> Sayfa:
_ _ _

KARAMÜRSEL CAMİLERİ

Madde no:835

Karamürsel’de Tarihi Camiler

H.938-M.1531 tarihinde İstanbul’da kurulu Karabali Ahmet Bey vakıf senedinde yer alan bilgilerde, kazadaki Karabali Mehmet Bey Camii’nin adı geçmektedir. Ayrıca vakıf senedi, takibi ve denetimi yapılmak kaydıyla cami hizmetleriyle ilgili şu talimatları sıralar: “Ve dahi vakıf şartıdır ki, her gün 4 akçe ezan ve salat (namaz) vakitlerini bilen, övgüye değer sıfatlarla donanmış, ibadete düşkün, salih kimseye müezzinlik görevi için verilip, her gün boş vaktinde minareyi temizlemekle mesul olup caminin kapısını açıp kapamaya ara vermeden ve ihmal etmeksizin kandillerin fitillerini yaka. Ve dahi yarım dirhem 4 salih hafıza, cuma namazlarında, önce Kur’an-ı Kerim’i tilavette devam etmek için verile. Her gün 1 akçe, iki salih kimseye, salavat-fecirden sonra adı geçen camide Kur’an’dan birer cüz, yüzlerine bakılarak okunmak kaydıyla verile.” Vakıf kayıtlarından anlaşılacağı üzere, adı geçen bu ibadethanenin 1531 yılından önce inşa edildiği ve hizmete girdiği ortadadır. Araştırmacı Cemalettin Özbay’a göre, caminin yapım tarihi H.938M.1522 yılı ile örtüşmektedir.

_ _ _

> Toplanan Veriler:
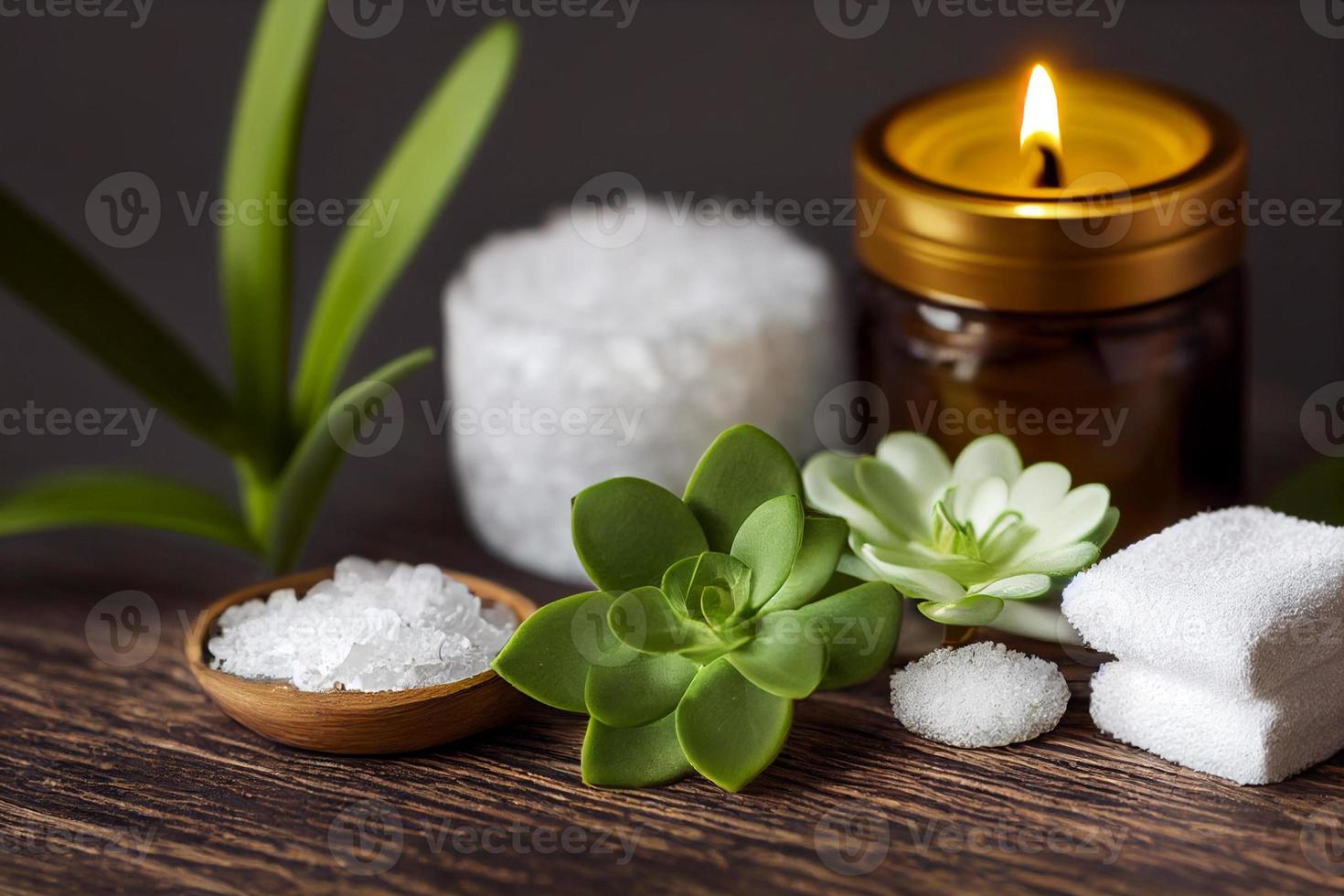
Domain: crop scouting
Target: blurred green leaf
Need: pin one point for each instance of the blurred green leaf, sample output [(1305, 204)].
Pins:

_ _ _

> Yapılacak İşler:
1 - Karamürsel camileri hakkındaki metne göre, Karabali Ahmet Bey vakıf senedinde kazadaki hangi caminin adı geçmektedir?
2 - Karamürsel camileri hakkındaki metni kaldığı yerden sürdürün.
Veriler, Karamürsel camileri hakkındaki metinle ilgili değildir.

> Yanıtlar:
1 - Karabali Mehmet Bey Camii.

2 -
Osmanlı sultanı IV. Mehmet dönemine ait miladi 1663 tarihli mühimme defterinde yer alan Karabali Ahmet Bey Camii Vakfı yapılarının korunmasına matuf emirname dikkat çekicidir: “Saray-ı Cedit Ağası Yakup Ağa dilekçe gönderip, gözetimindeki Karabali Ahmet Bey Vakfı’nın Karamürsel ve İznik’te var olan gelirlerinin, ileride verilecek kira ve vakıf hazinesi, çocuksuz iken vefat eden idarecilerden vakfa intikal eden gelir yapılarının, bazı idareciler tarafından zapt edilip vakfa ihanet eylediklerinden, onlar hakkında gerekli kanunun uygulanarak halledilmesi emrim olmuştur.” Klasik Osmanlı mimarisinden ziyade kubbesi çatıya gömülmüş Selçuklu ekolü taşıyan fakat mimarı bilinmeyen Karamürsel Karabali Mehmet Bey Camii, akfın tek birimi değil, 1 kervansaray, 1 okul, 1 çeşme ve 1 hamamdan oluşan külliyenin önemli bir parçasıdır.

Caminin, 25 Mayıs 1719 tarihinde meydana gelen büyük depremde yıkıldığı, yapılıp yeniden hizmete sokulmasının istendiği Osmanlı belgelerinden anlaşılmaktadır:

“Karamürsel naibine hüküm ki, Üsküdar muzafatından kasaba-i Karamürsel’de sakin ulema ve suleha ve eimme ve huteba ve fukaraları şer’a varup kasaba-i mezburede vaki Kara Bali bina eylediği cami-i şerifler bundan akdem vaki olan zelzeleden harap olmakla ibad-ı müslimin mefruz olan evkat-ı hamseyi cemaatle edada mutazarrır olduklarından ma’da her birileri sem-i ezana muhtaç olup evkat-ı hamse vaktinde eda olunmayup her veçhile cami-i mezkuranın tamir ve termime eşedd-i ihtiyaç ile muhtaçlar. Evail-i Zilkade H.1131,Eylül M. 1719’. Hüküm şunu ifade etmektedir:

Üsküdar’a bağlı Karamürsel kasabasındaki Kara Bali Camii, meydana gelen depremde yıkıldığından, ulema ve ibadet ehli insanlar, burada beş vakit ezanı işitememekte ve namazlarını kılamamaktadırlar. Tamamen yıkıldığından kullanılamayan camisi sebebiyle cemaat mağdurdur. Bundan ötürü ibadethanenin yeniden yapılması gerekmektedir.

17 Ağustos 1999 yılı Marmara depreminde caminin ana yapısı az hasar görmekle birlikte minaresi yıkılmıştır. Minarenin onarımı sırasında, cami haziresinde eski bir mezar bulunmuştur. Mezarla ilgili bir kitabe ya da bulguya rastlanmamakla birlikte bu mezarın, camiye adını veren Karabali Mehmet Bey’e ait olabileceği öngörüsü vardır.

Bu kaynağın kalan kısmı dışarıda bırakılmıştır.